--- BEGIN Records to process ---

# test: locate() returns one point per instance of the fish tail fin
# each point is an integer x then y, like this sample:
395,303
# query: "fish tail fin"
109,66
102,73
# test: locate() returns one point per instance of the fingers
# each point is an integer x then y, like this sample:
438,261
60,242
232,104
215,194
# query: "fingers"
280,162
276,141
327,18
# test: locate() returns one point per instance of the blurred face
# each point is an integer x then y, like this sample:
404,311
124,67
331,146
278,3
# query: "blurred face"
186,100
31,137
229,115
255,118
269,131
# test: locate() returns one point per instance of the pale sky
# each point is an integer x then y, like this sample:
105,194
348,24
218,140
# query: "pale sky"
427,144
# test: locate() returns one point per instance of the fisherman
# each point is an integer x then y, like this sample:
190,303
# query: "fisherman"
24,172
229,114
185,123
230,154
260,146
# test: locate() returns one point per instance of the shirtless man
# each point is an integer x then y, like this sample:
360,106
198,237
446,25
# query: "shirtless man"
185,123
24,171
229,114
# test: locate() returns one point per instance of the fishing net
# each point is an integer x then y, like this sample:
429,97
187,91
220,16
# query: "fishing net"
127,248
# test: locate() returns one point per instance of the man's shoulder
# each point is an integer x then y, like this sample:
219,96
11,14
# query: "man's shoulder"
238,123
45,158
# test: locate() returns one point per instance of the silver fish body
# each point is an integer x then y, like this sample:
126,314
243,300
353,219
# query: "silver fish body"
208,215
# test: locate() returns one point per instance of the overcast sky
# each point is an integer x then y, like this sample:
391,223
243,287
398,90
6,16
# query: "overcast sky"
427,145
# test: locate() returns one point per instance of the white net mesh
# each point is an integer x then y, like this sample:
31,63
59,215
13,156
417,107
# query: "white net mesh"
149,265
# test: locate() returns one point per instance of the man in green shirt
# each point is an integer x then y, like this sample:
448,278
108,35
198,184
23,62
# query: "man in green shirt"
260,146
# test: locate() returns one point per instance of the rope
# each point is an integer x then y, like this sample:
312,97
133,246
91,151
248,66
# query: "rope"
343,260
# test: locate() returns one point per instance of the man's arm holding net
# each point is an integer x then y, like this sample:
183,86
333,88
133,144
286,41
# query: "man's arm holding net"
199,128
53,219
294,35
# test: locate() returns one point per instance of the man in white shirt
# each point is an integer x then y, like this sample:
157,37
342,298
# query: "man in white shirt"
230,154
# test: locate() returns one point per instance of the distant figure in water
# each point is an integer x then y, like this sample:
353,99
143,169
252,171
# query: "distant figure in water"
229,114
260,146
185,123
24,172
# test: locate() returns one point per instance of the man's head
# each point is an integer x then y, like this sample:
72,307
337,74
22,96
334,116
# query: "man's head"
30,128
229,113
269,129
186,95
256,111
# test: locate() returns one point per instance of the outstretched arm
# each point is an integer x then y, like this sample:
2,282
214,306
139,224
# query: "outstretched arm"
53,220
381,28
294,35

--- END Records to process ---

▶ [Exercise prompt]
Give the rows between the line holding "# test: locate() returns one point per instance of the distant" and the end of the rows, inclusive, as a Markdown table with columns n and Line, leaving out blank lines.

▶ [Full solution]
| n | Line |
|---|---|
| 1 | # test: locate() returns one point per instance of the distant figure in water |
| 2 | # each point is an integer x then y, like this sample: |
| 3 | 353,99 |
| 4 | 143,169 |
| 5 | 252,171 |
| 6 | # query: "distant figure in water" |
| 7 | 229,114 |
| 8 | 260,146 |
| 9 | 185,123 |
| 10 | 24,172 |
| 11 | # test: locate() returns one point per instance of the man's head |
| 12 | # each point is an integer x then y, like this sample: |
| 13 | 72,307 |
| 14 | 337,74 |
| 15 | 22,96 |
| 16 | 334,116 |
| 17 | # query: "man's head" |
| 18 | 30,128 |
| 19 | 229,113 |
| 20 | 269,129 |
| 21 | 186,95 |
| 22 | 256,111 |
| 23 | # test: locate() returns one point per instance of the outstretched arm |
| 24 | # each point is an integer x then y, like this sample: |
| 25 | 2,282 |
| 26 | 214,306 |
| 27 | 139,224 |
| 28 | # query: "outstretched arm" |
| 29 | 53,220 |
| 30 | 381,28 |
| 31 | 294,35 |